◆ WHAT YOU SHOULD DO
Rewrite the entries from the start through the line containing "425, 177, 451, 188", replacing "bounding box" with "bounding rectangle" and leaving everything else unchanged.

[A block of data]
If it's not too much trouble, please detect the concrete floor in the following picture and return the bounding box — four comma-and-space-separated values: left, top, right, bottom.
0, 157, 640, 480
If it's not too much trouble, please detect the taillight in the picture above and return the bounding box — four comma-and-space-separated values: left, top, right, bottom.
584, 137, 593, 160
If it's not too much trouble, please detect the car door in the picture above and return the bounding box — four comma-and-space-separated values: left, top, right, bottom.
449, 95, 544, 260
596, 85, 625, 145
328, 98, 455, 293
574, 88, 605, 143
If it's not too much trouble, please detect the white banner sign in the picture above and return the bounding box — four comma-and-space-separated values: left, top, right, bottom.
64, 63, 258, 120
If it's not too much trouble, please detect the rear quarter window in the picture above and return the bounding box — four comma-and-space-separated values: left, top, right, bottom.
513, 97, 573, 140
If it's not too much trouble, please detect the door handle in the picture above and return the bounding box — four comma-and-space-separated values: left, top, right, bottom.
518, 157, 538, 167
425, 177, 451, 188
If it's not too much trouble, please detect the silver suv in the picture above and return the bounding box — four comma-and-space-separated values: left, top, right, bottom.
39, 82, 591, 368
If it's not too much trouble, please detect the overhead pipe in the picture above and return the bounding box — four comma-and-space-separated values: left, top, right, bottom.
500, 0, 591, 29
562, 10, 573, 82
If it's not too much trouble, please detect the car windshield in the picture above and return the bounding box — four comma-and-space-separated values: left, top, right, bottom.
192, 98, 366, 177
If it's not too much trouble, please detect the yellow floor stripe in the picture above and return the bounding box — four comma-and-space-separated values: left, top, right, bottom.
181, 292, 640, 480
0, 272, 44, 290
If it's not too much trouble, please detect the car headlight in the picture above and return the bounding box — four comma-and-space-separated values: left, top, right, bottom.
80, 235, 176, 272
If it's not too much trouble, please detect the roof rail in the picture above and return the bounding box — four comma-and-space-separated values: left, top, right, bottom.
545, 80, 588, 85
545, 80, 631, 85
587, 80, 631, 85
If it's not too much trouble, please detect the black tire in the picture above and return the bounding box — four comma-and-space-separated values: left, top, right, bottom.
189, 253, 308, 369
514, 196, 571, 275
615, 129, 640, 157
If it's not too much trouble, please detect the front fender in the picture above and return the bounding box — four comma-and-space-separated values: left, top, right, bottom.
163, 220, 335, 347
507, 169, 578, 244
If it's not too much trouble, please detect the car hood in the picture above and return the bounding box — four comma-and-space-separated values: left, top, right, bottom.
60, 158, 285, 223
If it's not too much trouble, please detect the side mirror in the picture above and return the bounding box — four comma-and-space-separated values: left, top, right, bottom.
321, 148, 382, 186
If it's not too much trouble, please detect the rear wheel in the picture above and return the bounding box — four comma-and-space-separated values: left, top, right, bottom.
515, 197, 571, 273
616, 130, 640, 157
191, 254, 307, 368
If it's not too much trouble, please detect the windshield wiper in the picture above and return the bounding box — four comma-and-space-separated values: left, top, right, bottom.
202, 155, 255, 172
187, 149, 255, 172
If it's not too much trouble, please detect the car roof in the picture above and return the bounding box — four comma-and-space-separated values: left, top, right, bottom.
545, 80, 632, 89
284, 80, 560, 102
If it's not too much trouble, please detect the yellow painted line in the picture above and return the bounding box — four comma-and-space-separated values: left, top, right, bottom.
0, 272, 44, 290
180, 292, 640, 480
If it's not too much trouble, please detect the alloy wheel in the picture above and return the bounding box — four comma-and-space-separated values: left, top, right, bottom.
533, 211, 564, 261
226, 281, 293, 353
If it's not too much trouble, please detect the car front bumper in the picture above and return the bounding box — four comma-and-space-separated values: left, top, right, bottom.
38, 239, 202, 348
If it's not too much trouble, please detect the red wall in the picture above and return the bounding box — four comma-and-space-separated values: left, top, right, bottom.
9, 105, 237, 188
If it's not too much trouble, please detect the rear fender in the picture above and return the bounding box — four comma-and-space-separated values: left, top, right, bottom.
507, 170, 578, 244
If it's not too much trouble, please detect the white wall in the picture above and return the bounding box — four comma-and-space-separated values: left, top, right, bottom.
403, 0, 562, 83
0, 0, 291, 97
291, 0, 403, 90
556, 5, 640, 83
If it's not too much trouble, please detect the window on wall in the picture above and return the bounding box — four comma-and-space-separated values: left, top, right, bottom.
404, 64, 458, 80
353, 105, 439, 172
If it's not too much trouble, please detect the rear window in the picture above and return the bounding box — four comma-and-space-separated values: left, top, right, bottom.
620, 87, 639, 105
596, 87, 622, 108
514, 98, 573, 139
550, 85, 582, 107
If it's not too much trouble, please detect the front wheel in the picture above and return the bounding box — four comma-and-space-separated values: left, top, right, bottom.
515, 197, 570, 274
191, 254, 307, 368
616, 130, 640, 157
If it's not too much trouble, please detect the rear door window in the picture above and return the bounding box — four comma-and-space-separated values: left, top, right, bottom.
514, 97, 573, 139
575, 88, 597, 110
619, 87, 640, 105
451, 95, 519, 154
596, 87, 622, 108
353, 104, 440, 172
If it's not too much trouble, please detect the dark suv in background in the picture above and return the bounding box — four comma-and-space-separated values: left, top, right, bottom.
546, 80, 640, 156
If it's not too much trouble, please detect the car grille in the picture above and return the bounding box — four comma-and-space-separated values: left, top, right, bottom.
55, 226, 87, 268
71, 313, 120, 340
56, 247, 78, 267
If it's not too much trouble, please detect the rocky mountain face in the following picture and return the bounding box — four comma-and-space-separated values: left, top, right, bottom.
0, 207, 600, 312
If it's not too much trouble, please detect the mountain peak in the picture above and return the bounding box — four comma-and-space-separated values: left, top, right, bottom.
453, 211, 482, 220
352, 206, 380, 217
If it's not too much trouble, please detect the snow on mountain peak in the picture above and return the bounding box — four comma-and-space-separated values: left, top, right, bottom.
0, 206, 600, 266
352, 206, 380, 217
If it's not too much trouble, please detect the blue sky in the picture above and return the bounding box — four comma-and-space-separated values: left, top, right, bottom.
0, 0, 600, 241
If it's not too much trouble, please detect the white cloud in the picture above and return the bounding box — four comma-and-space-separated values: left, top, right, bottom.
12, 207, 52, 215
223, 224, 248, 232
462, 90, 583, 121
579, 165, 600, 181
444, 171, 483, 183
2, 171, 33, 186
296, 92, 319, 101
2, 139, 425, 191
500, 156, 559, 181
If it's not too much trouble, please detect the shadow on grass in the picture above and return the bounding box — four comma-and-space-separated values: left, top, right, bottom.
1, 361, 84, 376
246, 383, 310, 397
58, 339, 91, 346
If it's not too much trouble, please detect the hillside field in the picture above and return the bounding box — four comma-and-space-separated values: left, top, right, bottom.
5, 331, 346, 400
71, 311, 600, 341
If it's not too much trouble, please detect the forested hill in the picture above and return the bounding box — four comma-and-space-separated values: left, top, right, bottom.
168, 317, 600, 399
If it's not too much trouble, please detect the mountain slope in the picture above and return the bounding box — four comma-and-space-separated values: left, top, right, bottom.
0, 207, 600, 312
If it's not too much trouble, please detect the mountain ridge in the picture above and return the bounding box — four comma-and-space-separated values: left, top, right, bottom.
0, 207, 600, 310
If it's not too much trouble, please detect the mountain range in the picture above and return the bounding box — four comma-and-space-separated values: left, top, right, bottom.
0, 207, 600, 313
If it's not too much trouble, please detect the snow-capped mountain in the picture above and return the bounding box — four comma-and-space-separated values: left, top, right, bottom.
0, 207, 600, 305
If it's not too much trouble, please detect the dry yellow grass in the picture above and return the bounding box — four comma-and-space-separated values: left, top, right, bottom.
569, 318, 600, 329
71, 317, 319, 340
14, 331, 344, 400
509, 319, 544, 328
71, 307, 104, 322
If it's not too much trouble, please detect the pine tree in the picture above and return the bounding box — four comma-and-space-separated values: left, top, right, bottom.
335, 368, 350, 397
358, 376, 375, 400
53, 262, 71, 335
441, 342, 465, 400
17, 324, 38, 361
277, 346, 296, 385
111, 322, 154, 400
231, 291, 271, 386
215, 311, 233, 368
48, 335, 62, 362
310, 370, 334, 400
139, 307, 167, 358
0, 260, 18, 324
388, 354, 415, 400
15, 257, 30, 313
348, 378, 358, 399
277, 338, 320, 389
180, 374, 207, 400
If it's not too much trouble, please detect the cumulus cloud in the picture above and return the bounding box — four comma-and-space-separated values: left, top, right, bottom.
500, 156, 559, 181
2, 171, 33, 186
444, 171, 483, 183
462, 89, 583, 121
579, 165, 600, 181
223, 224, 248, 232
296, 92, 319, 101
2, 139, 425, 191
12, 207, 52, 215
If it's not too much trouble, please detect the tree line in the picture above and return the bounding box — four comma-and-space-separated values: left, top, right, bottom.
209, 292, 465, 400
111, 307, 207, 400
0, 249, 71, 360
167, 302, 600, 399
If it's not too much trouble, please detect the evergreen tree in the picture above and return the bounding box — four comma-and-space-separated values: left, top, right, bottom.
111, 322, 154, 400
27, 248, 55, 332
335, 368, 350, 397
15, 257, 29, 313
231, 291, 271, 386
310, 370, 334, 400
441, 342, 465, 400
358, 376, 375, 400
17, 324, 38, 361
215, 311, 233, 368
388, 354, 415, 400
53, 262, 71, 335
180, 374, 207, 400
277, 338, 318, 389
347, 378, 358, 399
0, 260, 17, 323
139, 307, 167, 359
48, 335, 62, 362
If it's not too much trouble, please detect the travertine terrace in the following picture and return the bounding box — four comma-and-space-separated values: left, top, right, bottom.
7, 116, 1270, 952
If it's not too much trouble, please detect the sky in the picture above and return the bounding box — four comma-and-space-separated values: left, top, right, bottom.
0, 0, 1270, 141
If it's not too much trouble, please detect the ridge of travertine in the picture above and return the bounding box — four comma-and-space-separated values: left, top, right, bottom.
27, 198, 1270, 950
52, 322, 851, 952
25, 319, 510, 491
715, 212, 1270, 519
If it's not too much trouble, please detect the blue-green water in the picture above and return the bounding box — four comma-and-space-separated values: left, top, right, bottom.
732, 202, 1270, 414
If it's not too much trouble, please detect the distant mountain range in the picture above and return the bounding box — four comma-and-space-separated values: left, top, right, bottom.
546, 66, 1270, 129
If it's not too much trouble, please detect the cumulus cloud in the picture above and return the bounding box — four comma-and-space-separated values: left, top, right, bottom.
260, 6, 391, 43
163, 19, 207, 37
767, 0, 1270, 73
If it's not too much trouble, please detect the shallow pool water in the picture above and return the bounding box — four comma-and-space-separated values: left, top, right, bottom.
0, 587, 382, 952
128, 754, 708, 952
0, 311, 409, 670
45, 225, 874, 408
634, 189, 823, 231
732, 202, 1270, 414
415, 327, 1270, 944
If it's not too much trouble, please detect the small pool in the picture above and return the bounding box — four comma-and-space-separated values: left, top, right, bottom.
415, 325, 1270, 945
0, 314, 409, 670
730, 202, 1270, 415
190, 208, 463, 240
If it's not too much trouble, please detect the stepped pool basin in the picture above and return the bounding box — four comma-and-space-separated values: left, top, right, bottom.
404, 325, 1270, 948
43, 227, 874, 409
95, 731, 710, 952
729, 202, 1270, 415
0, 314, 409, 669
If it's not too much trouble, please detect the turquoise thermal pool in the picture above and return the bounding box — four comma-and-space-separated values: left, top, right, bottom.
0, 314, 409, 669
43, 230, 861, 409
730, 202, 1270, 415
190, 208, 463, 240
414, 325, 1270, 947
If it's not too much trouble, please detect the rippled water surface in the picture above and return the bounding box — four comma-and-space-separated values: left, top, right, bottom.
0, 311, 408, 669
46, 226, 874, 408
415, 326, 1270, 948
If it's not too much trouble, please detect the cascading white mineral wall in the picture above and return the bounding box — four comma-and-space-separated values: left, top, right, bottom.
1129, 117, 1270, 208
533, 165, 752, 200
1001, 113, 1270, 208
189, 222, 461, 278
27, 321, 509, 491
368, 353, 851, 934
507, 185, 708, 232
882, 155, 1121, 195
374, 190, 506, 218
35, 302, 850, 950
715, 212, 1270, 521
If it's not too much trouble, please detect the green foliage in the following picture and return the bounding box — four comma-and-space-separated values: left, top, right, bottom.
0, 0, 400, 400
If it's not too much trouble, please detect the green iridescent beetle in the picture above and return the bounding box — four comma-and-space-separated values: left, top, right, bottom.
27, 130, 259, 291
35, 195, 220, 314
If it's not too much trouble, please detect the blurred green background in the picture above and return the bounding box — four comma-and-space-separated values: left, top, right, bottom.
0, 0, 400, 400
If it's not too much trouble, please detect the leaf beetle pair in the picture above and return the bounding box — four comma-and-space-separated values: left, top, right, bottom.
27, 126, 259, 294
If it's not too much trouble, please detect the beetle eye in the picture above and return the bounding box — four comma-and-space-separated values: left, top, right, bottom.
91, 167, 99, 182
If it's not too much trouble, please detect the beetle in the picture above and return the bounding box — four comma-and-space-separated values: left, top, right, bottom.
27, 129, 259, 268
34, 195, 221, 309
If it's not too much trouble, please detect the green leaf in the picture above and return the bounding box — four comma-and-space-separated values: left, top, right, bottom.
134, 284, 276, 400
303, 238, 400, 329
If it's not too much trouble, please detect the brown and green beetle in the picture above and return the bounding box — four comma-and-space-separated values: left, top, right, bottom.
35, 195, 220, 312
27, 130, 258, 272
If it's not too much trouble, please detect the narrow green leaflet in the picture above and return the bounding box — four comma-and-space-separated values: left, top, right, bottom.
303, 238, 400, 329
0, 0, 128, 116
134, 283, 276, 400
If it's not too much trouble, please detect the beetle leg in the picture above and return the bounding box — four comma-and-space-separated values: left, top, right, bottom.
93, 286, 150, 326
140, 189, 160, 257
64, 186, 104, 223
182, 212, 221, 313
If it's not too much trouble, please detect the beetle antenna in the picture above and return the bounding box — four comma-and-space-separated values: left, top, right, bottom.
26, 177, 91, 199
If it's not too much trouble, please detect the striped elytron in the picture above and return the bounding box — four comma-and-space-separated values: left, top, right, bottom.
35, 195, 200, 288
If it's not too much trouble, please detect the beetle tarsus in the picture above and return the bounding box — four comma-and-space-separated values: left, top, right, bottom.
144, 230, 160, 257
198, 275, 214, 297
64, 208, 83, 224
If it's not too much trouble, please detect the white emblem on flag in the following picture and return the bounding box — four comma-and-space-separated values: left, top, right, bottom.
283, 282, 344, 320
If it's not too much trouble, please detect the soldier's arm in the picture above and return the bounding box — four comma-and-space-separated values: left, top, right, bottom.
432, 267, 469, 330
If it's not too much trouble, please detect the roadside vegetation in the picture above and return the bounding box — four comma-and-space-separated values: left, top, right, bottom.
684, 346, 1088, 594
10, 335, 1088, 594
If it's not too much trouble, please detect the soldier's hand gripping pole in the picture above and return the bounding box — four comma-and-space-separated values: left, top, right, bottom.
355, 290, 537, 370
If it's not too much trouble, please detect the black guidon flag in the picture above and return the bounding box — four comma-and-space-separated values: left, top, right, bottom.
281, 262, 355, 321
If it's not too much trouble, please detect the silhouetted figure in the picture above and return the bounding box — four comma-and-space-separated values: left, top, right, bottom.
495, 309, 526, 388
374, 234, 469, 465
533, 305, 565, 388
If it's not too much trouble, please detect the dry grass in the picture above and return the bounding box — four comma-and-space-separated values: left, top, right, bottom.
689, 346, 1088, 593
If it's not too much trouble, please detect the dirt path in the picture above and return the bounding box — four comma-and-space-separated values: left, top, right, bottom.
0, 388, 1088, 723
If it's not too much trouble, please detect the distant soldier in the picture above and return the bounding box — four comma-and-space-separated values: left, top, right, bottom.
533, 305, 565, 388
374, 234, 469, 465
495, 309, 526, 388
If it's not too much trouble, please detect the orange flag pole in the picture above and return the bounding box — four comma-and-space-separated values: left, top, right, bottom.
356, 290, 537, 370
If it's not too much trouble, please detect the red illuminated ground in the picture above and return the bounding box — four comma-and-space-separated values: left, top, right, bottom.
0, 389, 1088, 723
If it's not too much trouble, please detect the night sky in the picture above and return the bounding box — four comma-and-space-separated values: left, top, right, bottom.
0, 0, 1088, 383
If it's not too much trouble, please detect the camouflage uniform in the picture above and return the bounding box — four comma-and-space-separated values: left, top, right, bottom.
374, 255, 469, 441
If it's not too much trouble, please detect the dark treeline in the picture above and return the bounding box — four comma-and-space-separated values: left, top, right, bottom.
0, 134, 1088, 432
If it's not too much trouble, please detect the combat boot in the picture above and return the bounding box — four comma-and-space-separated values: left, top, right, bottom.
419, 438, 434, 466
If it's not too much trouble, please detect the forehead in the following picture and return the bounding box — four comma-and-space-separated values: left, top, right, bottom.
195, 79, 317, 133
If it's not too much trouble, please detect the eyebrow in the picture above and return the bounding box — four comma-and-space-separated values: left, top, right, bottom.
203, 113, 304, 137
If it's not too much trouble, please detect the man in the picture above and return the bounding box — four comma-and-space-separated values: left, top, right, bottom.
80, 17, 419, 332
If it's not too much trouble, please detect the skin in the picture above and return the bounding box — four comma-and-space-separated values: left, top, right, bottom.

◆ SOLUTION TO THIS EXERCISE
If it's not too much trouble, please detect the concrete floor in the following picture and return the bounding rectangle — four comma-and-space-separated values: left, top, right, bottom.
0, 157, 640, 480
If it's not too much trouble, please detect the taillight in the picture above and return the bounding rectangle — four comma-and-space-separated values: left, top, right, bottom.
584, 137, 593, 160
If it's not too much trouble, please detect the car door in the picture above and return the bounding rectangle — four comma-and-space-separated values: left, top, right, bottom.
449, 95, 544, 260
596, 85, 625, 145
328, 98, 455, 293
574, 88, 605, 143
If it's not too much trouble, please detect the white banner sign in the picture above and return the bounding rectangle — four comma-and-space-separated values: left, top, right, bottom.
64, 63, 258, 120
If it's not too much trouble, please detect the rear quarter window in the picture above and return the bounding rectangle — four comma-and-space-separated values: left, top, right, bottom.
513, 97, 573, 140
If it's not too much trouble, please detect the door handle in the picture above and return the bounding rectangle — four comma-and-space-separated values: left, top, right, bottom.
518, 157, 538, 167
425, 177, 451, 188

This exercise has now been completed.